WHAT YOU NEED TO DO
Print the line containing "Would you be able to indicate the red" and every line after it exactly as written, through the end of the records.
══ SUPPLIED RECORDS
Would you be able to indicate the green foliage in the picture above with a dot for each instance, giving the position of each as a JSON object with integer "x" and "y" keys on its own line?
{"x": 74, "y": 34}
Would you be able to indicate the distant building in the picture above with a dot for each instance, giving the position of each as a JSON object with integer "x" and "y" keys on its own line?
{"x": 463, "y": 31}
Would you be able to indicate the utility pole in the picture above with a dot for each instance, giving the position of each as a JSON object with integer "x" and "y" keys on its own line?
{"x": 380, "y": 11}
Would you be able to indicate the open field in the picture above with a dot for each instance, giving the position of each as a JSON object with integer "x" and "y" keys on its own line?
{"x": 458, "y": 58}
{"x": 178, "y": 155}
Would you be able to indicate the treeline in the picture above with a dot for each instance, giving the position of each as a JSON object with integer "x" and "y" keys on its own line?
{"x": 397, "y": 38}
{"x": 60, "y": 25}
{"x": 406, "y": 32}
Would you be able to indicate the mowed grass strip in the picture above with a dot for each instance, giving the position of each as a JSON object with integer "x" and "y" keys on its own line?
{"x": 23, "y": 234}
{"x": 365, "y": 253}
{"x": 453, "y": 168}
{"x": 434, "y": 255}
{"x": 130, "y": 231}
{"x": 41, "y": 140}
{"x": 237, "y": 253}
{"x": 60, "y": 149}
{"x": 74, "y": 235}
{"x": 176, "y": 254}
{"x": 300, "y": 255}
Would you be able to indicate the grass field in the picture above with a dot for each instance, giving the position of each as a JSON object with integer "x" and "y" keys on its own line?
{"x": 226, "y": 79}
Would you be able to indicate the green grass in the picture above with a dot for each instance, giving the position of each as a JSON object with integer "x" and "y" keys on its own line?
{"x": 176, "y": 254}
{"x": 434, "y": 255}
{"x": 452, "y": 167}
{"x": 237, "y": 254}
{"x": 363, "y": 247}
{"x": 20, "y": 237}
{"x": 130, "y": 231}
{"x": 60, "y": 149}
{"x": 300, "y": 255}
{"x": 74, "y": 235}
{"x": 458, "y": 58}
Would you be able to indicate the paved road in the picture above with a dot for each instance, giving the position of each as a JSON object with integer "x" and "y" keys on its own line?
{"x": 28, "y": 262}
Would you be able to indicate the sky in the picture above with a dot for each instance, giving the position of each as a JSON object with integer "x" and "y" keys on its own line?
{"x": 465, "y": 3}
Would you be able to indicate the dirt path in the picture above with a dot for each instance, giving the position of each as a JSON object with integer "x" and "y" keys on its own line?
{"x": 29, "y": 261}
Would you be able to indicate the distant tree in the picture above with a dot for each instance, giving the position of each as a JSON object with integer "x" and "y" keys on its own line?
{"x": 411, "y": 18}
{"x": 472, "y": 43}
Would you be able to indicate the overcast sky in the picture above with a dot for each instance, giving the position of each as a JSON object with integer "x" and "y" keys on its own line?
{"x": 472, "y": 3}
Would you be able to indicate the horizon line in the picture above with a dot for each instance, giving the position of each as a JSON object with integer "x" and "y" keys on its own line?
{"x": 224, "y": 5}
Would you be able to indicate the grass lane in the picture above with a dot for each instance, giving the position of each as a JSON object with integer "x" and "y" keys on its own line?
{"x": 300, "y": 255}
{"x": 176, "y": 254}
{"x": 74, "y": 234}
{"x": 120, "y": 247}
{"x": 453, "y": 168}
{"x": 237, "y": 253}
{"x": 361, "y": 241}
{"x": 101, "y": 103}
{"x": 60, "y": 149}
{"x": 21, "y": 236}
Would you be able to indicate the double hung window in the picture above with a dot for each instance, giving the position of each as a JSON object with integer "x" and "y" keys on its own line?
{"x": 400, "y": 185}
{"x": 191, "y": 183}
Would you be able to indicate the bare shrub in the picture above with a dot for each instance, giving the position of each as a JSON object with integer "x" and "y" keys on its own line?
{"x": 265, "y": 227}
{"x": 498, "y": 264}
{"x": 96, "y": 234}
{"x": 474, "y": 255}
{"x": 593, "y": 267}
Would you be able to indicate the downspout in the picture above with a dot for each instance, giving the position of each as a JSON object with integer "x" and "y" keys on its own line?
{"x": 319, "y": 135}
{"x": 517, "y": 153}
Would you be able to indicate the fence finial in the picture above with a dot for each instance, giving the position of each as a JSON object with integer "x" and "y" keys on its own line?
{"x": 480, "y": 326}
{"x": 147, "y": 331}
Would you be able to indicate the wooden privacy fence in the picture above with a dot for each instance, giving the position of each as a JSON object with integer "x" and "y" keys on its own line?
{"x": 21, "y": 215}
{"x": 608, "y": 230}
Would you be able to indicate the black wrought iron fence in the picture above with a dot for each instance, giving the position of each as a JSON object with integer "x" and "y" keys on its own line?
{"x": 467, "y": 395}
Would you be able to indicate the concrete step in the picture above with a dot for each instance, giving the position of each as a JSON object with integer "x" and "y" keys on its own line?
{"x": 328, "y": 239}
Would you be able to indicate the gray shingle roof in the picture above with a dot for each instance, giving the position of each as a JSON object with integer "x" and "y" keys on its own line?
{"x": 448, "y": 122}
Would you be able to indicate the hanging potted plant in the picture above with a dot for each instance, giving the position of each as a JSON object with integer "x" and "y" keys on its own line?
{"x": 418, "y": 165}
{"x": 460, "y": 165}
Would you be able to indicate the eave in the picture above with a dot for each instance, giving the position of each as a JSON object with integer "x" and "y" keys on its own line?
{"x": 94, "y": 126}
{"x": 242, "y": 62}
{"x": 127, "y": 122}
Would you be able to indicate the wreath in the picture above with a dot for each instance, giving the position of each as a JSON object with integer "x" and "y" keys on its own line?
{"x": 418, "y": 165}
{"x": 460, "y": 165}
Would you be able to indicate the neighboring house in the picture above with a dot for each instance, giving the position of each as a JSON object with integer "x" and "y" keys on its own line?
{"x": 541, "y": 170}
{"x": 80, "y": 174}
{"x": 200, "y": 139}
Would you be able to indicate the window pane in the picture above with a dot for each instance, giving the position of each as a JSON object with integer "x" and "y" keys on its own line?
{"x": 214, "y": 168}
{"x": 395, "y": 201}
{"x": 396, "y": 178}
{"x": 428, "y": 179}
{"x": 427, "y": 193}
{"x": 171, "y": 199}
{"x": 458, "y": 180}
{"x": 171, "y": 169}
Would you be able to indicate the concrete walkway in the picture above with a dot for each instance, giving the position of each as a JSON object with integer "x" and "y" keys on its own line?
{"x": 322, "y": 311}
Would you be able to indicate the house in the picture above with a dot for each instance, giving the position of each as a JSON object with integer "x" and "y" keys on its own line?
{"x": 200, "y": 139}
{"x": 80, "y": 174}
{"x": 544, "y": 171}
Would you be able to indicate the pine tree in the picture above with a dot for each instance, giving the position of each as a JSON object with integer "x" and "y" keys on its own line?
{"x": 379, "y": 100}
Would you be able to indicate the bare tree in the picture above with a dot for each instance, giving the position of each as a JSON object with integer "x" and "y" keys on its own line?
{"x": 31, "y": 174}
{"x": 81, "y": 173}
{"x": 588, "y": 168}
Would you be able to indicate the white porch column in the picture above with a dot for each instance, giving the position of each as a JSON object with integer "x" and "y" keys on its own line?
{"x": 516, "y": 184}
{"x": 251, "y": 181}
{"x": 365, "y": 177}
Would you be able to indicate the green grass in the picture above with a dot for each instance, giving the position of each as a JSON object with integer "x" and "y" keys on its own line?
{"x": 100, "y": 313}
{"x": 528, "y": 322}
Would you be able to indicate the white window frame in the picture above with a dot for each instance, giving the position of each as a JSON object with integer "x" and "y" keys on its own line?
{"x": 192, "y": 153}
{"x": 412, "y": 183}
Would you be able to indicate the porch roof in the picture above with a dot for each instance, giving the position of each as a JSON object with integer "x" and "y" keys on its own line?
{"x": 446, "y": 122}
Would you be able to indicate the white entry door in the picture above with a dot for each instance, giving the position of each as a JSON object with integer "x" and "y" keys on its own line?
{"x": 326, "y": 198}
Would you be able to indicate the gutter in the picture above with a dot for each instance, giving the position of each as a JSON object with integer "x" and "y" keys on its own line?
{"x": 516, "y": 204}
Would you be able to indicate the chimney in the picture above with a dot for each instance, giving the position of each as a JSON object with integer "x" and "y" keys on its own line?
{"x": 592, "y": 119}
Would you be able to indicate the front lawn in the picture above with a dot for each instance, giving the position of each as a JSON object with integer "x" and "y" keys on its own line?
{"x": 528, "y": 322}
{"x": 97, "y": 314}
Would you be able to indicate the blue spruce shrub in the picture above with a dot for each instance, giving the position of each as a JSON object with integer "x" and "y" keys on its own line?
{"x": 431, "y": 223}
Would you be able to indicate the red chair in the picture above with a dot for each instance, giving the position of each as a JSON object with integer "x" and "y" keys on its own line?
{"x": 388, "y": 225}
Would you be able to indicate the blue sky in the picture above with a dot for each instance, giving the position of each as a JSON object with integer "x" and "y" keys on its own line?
════
ANSWER TO THE EXERCISE
Would you be able to indicate the red chair in the picture above with a dot for each instance, giving the position of each as a JSON object with integer "x" and "y" keys on its own line?
{"x": 388, "y": 225}
Would you be able to indicate the blue sky in the picture above with a dot for each instance, giving the position of each as a JSON object with integer "x" and "y" keys on its own line?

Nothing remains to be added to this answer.